■ Provided passage:
________________________________________
WASHINGTON, Oct. 8, 1999 – Enemy forces will have a harder time hiding from U.S. air power in the future if current research projects prove effective.

Despite the sophistication of U.S. surveillance and intelligence systems, three classes of targets are still troublesome for U.S. air forces. These include moving targets, mobile surface-to-air missile radar sites, and camouflaged targets. Without putting a human eye on these targets, they often remain elusive and cannot be destroyed.

The Defense Advanced Research Agency has launched a technical assault to lift the fog of war surrounding these targets and replace it with a clear picture of what and where enemy forces are located at any given moment in time. Specifically, the agency's research efforts are focused on:

  • Improving the capabilities of sensors to find and accurately identify targets.
  • Creating networking capabilities that combine and process information from various sensing systems.
  • Developing new radar to see through camouflage.

"The first problem is the targeting problem," said Jim Carlini, director of the special projects office for DARPA. "Then there's secondary problem of actually getting the weapon on target. Our hope is that we can take existing sensor assets that survey the ground and existing weapons and make relatively minor modifications that will allow them to locate and engage hidden and moving targets."

In the case of moving and mobile targets, the goal is to capitalize on current technology and then network the available data coming in from air and space vehicles, much like information from various programs on a personal computer can be networked to create a document.

"The whole idea is if we can network existing sensors we can get a far more precise location for targets while they're moving than from an individual sensor," Carlini said. "And just by virtue of doing that you can direct existing weapons in flight and tell them where to go as the targets are moving."

Carlini said an example of what he refers to as sensors include such systems as JSTARS, the Joint Surveillance Target Attack Radar System. The problem, he said, is systems aimed at gauging ground moving targets are mainly used for intelligence and surveillance, not targeting.

"The systems look for clumps of targets but don't do very precise measurements on individual targets," Carlini said. "What also doesn't exist is the ability to network information from individual sensors to get more precise locations."

For example, Carlini said if the ability existed to instantaneously network data from a JSTARS aircraft, and an unmanned aerial vehicle and spaced-based satellites, it would be easier to identify targets and track them.

He said a similar approach is being used to solve the problem of identifying and locating mobile surface-to-air missile radar sites. In that case, Carlini said, the goal is to put sensor systems on available platforms in the theater of operations and share the data produced by emissions from the radar sites.
________________________________________
■ What is being asked:
Please update the air power article from "Despite the sophistication" to "cannot be destroyed.", replacing "elusive" with "hidden". The lines after this point come from a different source.

■ Material:
________________________________________
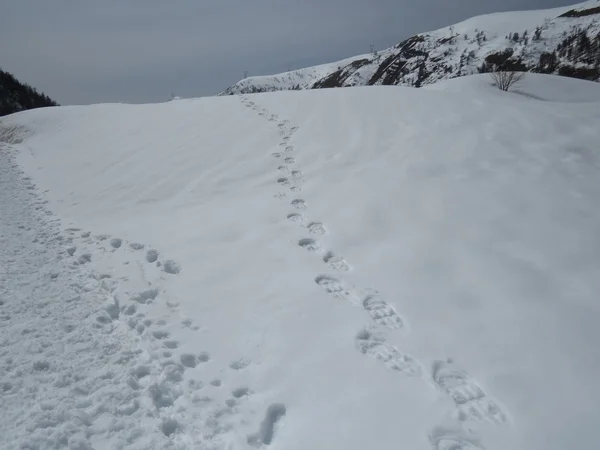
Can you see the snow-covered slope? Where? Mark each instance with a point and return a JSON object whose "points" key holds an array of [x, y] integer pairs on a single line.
{"points": [[563, 41], [318, 269]]}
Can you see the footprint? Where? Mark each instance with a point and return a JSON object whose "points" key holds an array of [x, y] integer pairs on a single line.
{"points": [[169, 426], [145, 296], [316, 228], [171, 344], [299, 218], [336, 289], [239, 364], [188, 360], [151, 256], [160, 334], [85, 258], [309, 244], [373, 345], [447, 439], [266, 432], [470, 399], [299, 204], [382, 313], [171, 267], [116, 243], [336, 262], [240, 392]]}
________________________________________
■ Answer:
Despite the sophistication of U.S. surveillance and intelligence systems, three classes of targets are still troublesome for U.S. air forces. These include moving targets, mobile surface-to-air missile radar sites, and camouflaged targets. Without putting a human eye on these targets, they often remain hidden and cannot be destroyed.